**QUÉ SE PIDE:** En el fragmento sobre la vida durante la Colonia, ¿entre quiénes se establecían las relaciones que marcaron la historia colonial de los sectores dominantes de la región?

**FRAGMENTO DE ORIGEN:**
_ _ _ _ _
En el mundo no indígena que habitaba estas tierras, el de las etnias dueñas únicas del poder económico, político y religioso, durante la Colonia la vida estaba regida por estas relaciones de producción, que también eran relaciones interétnicas e interculturales. En otros términos, dichas relaciones entre los poderosos ladinos y los indígenas sobreexplotados y discriminados, que eran de naturaleza tanto estructural como superestructural, tanto material como cultural, marcaron el entretejimiento de la historia colonial de los distintos sectores dominantes y dirigentes de la región y de sus vínculos y conflictos internos.
_ _ _ _ _
**INFORMACIÓN PROPORCIONADA:**

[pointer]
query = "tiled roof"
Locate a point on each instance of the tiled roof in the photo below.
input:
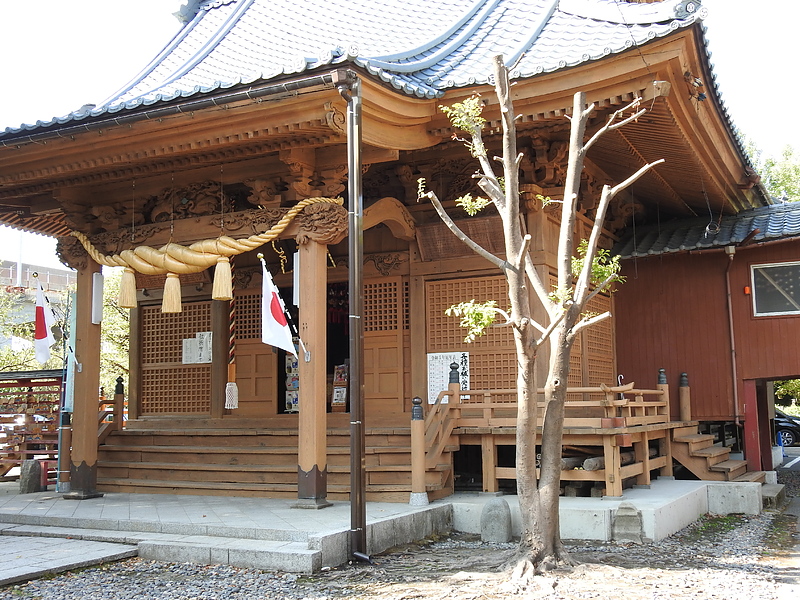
(773, 222)
(421, 47)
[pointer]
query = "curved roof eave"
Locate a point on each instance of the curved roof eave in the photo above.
(427, 82)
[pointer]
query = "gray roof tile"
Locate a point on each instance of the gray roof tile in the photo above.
(421, 47)
(774, 222)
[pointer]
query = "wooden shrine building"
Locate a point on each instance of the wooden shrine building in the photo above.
(238, 127)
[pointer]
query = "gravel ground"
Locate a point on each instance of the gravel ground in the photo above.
(732, 558)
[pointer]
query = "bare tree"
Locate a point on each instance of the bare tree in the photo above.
(579, 279)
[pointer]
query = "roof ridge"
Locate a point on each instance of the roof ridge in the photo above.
(206, 48)
(447, 49)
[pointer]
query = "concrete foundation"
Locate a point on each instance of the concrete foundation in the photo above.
(269, 534)
(666, 507)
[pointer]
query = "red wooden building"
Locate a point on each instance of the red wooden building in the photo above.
(723, 306)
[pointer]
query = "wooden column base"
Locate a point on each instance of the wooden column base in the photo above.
(312, 487)
(83, 482)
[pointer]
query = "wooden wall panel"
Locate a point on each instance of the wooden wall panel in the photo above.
(386, 322)
(168, 386)
(671, 313)
(256, 376)
(767, 347)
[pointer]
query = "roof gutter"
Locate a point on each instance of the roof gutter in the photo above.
(259, 93)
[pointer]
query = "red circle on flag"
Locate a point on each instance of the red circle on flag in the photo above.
(275, 309)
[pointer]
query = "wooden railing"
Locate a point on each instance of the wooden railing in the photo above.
(606, 418)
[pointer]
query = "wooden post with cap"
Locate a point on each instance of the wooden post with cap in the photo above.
(419, 494)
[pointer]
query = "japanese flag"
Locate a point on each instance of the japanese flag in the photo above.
(43, 334)
(274, 327)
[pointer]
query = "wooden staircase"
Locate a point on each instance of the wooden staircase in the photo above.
(254, 462)
(708, 461)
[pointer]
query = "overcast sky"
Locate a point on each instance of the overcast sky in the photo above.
(58, 56)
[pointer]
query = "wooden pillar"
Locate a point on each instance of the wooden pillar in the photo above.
(752, 445)
(220, 329)
(312, 468)
(417, 329)
(135, 364)
(83, 467)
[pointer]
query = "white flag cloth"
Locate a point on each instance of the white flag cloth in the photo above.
(274, 326)
(43, 333)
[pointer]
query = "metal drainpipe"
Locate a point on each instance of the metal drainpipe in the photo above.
(731, 251)
(350, 89)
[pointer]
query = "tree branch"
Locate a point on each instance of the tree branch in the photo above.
(584, 323)
(611, 125)
(599, 288)
(621, 186)
(553, 324)
(495, 260)
(608, 193)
_ _ _ _ _
**RESPUESTA ESPERADA:** Entre los poderosos ladinos y los indígenas sobreexplotados y discriminados.